(Text section Opens)

The High Energy Materials Science Beamline HEMS at PETRA III is dedicated to high energy x-ray diffraction (XRD) and imaging techniques. It is tunable in the range 32 to 200 keV, and it is optimized for micrometer focusing with compound refractive lenses (CRLs).
In-house and development activities are shared between HZG (Helmholtz-Zentrum Geesthacht, Centre for Materials and Coastal Research, previously named Research Center Geesthacht, GKSS) and DESY. HZG is focusing on engineering materials science applications with two experimental hutches, and DESY operates one experimental hutch for high-energy XRD experiments.
HEMS has partly been operational since summer 2010. Regular user operation started June 2011, the latest decicated instrumentation (3D-XRD grain mapping) has been commissioned end of 2013.
The materials and general science activities are threefold:
Fundamental research encompasses metallurgy, physics, chemistry, biology etc. which are more and more merging. Experiments had been done for the investigation of the relation between macroscopic and micro-structural properties of polycrystalline materials, grain-grain-interactions, recrystallisation processes, the development of new & smart materials or processes, and in situ catalysis mechanisms. Generally, all kinds of matter can be studied with high precision, high stability and low background: surfaces, interfaces, bulk single crystals, powders as well as amophous materials in a large reciporcal space. Optics for the study of liquid surfaces are also available.

(Text section Closes)
(Material provided Opens)

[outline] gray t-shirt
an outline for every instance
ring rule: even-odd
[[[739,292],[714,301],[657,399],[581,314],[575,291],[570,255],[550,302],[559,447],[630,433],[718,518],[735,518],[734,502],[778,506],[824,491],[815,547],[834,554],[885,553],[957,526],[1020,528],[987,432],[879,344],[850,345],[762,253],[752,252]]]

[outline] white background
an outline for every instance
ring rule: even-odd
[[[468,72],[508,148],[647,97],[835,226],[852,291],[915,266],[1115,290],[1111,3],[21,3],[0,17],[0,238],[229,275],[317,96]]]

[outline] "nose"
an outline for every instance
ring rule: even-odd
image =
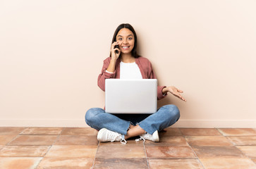
[[[123,39],[123,44],[127,44],[127,39]]]

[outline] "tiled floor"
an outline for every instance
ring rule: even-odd
[[[256,168],[256,129],[166,130],[121,144],[91,128],[0,127],[0,168]]]

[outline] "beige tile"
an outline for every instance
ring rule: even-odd
[[[198,157],[244,157],[236,146],[193,146]]]
[[[97,146],[99,142],[94,135],[60,135],[54,145]]]
[[[193,158],[195,154],[190,146],[146,146],[147,156],[149,158]]]
[[[186,136],[185,139],[190,146],[233,146],[224,136]]]
[[[0,144],[5,145],[10,142],[17,135],[0,135]]]
[[[256,146],[237,146],[250,158],[256,158]]]
[[[215,128],[180,128],[181,134],[186,136],[218,136],[221,134]]]
[[[127,144],[121,144],[120,142],[99,142],[99,146],[144,146],[143,144],[143,140],[140,142],[135,142],[135,139],[128,139],[126,140]]]
[[[119,144],[118,146],[100,146],[97,158],[145,158],[143,146]]]
[[[0,151],[0,156],[42,157],[49,146],[6,146]]]
[[[0,127],[0,135],[18,135],[26,127]]]
[[[219,130],[224,136],[256,136],[256,130],[252,128],[220,128]]]
[[[97,146],[83,145],[54,145],[45,157],[87,157],[94,158]]]
[[[4,148],[5,146],[5,145],[0,145],[0,150]]]
[[[51,145],[57,137],[56,135],[19,135],[8,145]]]
[[[64,128],[61,135],[97,135],[98,132],[93,128],[89,127],[69,127]]]
[[[165,136],[160,137],[159,142],[146,140],[145,144],[147,146],[188,146],[183,136]]]
[[[147,163],[146,158],[96,158],[94,169],[130,169],[140,168],[147,169]]]
[[[40,157],[0,157],[0,168],[30,169],[36,168],[42,160]]]
[[[181,136],[181,132],[178,128],[168,127],[159,132],[159,137],[165,136]]]
[[[256,136],[230,136],[227,138],[236,146],[256,146]]]
[[[150,169],[202,169],[196,158],[150,158]]]
[[[200,158],[206,169],[255,169],[255,164],[249,158]]]
[[[25,135],[58,135],[63,128],[60,127],[28,127],[24,130],[20,134]]]
[[[94,158],[44,158],[37,169],[90,169]]]

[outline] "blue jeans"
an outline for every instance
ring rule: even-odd
[[[176,106],[169,104],[161,107],[153,114],[111,114],[100,108],[92,108],[85,114],[86,123],[92,128],[106,128],[126,135],[130,124],[138,125],[152,134],[174,124],[180,118]]]

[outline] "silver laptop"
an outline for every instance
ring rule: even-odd
[[[157,108],[157,80],[105,80],[106,113],[154,113]]]

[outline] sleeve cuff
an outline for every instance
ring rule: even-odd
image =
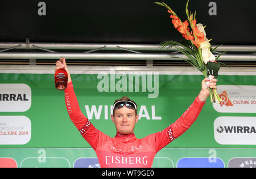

(Material provided Closes)

What you need to do:
**1.** Extract the part of the HEMS beamline text starting with "HEMS has partly" and going on through "end of 2013.".
**2.** According to the HEMS beamline text, when did regular user operation begin?
**3.** Using the HEMS beamline text, explain how the experimental hutches are divided between HZG and DESY and what each partner uses its hutches for.

Task-by-task answers:
**1.**
HEMS has partly been operational since summer 2010. Regular user operation started June 2011, the latest decicated instrumentation (3D-XRD grain mapping) has been commissioned end of 2013.

**2.** Regular user operation started in June 2011.

**3.** HZG runs two experimental hutches and focuses on engineering materials science applications. DESY operates one experimental hutch for high-energy XRD experiments.